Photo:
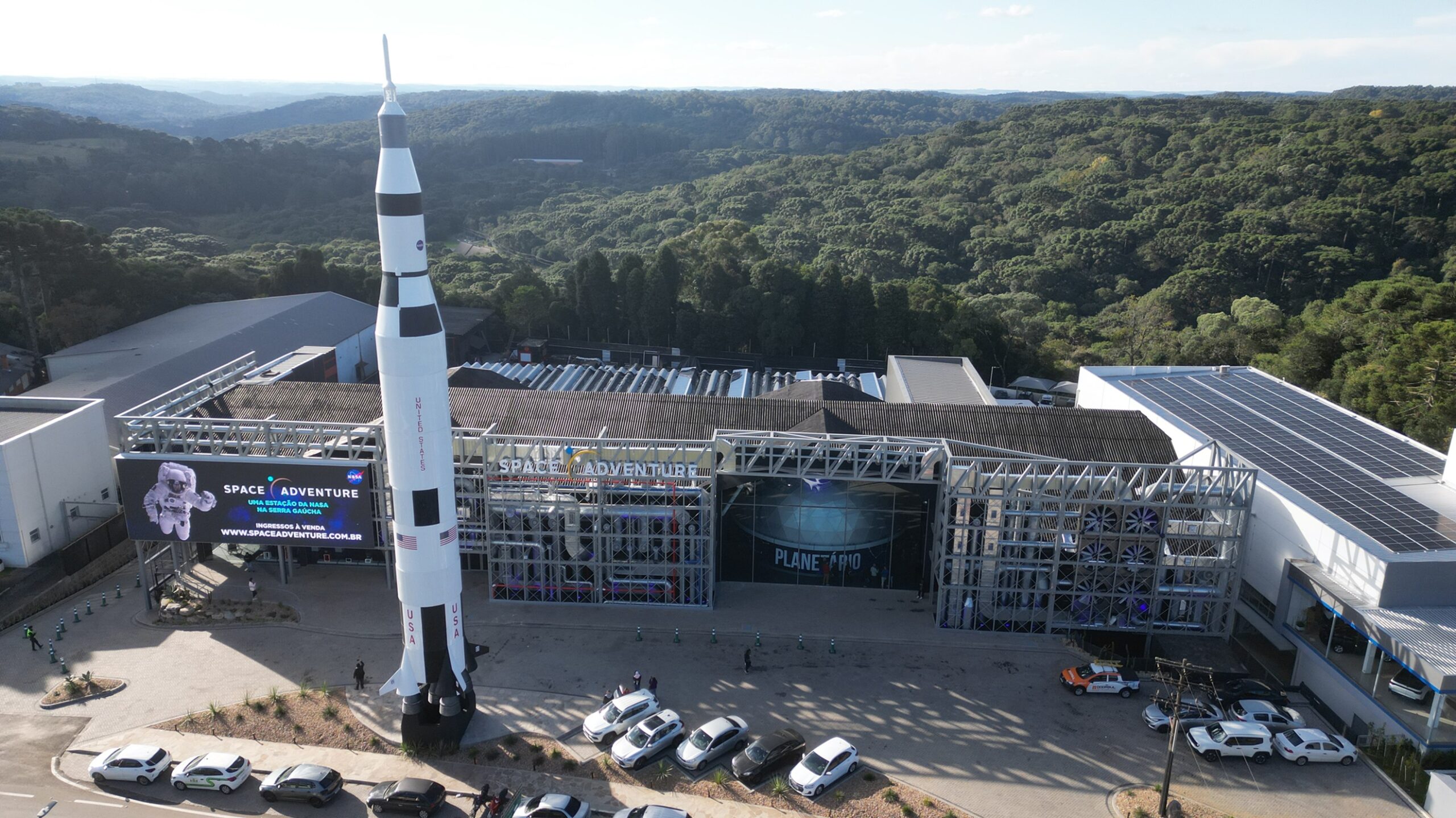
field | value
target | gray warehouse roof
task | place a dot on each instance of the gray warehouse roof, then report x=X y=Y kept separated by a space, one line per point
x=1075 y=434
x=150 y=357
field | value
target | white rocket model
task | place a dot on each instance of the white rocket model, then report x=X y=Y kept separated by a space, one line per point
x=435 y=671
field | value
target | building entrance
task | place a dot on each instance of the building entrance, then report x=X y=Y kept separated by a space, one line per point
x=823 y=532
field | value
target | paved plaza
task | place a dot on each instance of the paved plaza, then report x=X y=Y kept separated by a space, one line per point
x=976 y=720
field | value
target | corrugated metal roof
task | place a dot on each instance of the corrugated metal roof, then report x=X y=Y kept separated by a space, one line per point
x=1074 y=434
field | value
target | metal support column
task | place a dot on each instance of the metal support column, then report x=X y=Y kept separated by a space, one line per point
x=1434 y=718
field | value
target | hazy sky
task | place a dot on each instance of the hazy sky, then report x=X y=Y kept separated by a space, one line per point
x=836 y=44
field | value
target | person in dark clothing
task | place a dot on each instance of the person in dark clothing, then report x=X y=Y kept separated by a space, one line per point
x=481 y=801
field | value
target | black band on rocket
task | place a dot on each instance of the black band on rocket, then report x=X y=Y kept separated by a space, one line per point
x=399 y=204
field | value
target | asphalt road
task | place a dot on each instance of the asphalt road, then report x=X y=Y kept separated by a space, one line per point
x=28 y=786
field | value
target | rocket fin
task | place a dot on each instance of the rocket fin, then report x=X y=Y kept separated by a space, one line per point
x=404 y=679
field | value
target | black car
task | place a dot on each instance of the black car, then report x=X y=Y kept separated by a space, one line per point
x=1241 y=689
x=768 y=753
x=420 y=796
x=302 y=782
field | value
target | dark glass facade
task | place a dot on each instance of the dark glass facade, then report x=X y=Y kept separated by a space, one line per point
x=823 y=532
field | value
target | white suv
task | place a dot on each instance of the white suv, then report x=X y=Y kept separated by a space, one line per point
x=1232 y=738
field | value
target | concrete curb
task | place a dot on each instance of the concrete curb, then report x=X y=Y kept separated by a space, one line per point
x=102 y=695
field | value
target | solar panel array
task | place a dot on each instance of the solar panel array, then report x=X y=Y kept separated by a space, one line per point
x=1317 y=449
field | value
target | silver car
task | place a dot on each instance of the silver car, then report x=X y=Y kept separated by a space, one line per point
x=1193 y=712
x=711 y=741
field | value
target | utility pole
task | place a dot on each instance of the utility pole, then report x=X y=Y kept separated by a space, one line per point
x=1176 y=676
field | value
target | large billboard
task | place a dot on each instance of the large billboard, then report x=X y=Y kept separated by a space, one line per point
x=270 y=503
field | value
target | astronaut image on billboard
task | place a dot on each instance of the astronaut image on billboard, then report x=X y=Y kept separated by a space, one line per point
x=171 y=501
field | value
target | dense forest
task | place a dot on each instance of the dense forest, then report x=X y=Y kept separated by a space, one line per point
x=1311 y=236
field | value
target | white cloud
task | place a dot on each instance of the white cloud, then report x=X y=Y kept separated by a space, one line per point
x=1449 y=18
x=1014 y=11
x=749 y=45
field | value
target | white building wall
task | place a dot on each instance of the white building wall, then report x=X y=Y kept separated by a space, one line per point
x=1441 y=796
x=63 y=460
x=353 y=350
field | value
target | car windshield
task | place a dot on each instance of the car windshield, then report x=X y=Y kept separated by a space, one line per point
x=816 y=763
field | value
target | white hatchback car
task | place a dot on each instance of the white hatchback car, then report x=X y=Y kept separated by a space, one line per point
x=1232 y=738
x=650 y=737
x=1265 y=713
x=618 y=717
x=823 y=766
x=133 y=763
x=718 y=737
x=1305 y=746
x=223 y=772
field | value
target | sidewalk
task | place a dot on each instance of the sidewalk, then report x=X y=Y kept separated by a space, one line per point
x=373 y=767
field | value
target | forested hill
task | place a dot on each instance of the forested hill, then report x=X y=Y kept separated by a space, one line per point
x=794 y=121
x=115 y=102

* * *

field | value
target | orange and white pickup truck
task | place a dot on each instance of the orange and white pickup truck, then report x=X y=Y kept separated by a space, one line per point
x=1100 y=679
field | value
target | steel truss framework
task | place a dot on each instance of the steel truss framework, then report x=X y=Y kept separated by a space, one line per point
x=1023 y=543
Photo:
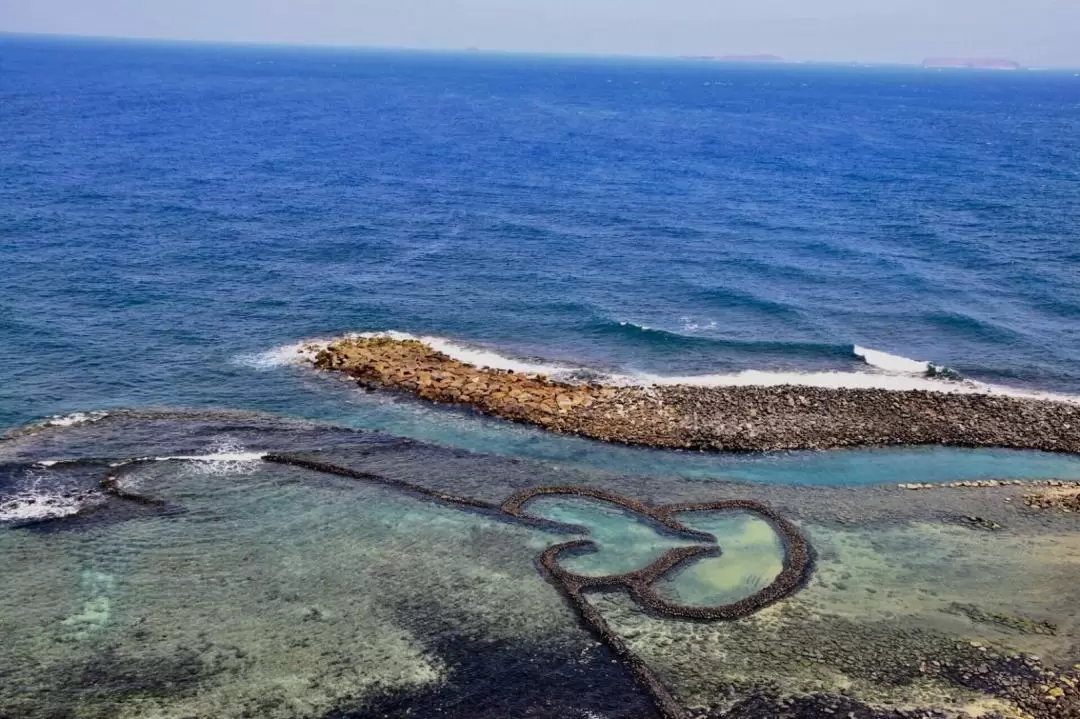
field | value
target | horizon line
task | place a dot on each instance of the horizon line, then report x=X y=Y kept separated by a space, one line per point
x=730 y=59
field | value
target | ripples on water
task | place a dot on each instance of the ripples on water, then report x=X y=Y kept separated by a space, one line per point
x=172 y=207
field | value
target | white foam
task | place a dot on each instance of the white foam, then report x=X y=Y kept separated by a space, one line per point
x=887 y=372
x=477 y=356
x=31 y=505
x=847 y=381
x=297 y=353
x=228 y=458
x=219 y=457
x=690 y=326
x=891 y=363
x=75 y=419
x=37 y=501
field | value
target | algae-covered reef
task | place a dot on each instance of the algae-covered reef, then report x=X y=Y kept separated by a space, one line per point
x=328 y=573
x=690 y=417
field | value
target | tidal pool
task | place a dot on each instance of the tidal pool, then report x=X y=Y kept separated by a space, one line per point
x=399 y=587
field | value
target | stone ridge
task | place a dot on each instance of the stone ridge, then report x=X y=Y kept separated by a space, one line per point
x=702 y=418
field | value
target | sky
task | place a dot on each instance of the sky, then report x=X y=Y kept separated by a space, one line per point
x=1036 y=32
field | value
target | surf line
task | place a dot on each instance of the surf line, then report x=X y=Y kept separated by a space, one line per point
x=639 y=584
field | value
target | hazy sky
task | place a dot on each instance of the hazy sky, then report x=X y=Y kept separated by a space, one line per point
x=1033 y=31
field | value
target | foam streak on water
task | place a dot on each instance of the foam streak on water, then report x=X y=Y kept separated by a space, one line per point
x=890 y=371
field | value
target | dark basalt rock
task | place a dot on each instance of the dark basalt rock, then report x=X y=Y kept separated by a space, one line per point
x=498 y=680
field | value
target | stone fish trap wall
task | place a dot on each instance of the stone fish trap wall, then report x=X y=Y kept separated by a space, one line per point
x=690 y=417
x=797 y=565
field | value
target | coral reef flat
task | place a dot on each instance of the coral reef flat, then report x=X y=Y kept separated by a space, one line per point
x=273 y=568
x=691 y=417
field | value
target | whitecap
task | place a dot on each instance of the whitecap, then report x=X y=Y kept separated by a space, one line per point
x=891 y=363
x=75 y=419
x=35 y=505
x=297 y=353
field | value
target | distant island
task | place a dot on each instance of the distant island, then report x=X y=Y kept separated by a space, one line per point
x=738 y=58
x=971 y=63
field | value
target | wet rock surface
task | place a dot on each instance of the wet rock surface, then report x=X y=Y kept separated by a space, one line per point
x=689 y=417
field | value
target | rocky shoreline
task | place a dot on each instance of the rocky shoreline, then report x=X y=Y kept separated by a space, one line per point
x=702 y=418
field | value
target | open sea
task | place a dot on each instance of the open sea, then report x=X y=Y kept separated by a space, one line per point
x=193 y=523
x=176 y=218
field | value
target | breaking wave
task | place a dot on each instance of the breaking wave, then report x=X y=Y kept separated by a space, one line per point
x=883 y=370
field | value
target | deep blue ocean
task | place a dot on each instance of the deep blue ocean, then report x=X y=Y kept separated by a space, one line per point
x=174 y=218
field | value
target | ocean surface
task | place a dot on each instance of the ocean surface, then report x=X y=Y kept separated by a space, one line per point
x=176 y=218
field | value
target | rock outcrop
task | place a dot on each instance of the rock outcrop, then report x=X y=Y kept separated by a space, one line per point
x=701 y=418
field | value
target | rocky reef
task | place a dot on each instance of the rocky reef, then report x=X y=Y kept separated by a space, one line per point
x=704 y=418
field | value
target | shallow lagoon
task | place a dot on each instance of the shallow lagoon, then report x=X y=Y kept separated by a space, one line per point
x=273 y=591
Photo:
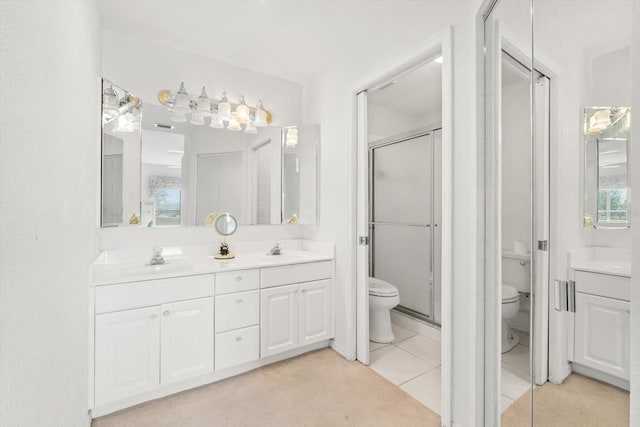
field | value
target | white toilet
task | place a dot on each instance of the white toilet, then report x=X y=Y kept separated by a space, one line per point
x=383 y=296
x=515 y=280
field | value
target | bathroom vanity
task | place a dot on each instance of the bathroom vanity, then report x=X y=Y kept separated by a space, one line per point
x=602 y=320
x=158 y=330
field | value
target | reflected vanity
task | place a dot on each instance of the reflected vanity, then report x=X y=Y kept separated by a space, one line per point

*What to produce:*
Locate each line in the material above that contains the string "basalt", and copy those lines in full.

*Solution for this exercise:*
target | dark basalt rock
task | place a dot on each instance of the dark basalt rock, then report x=X y=Y kept separated by a space, one line per point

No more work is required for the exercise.